* SHORT EXERCISE *
Copy each of the following items back word for word, omitting the pictures.

* BEGIN DATA TO PROCESS *

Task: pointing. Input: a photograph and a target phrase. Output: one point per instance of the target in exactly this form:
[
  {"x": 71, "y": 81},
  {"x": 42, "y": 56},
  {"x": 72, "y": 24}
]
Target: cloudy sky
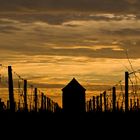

* END DATA TO PROCESS *

* ANSWER BELOW *
Task: pointing. Input: a photograph and a target phrase. Output: one point per instance of the target in exactly this form:
[
  {"x": 71, "y": 81},
  {"x": 42, "y": 56},
  {"x": 72, "y": 24}
]
Target: cloudy sky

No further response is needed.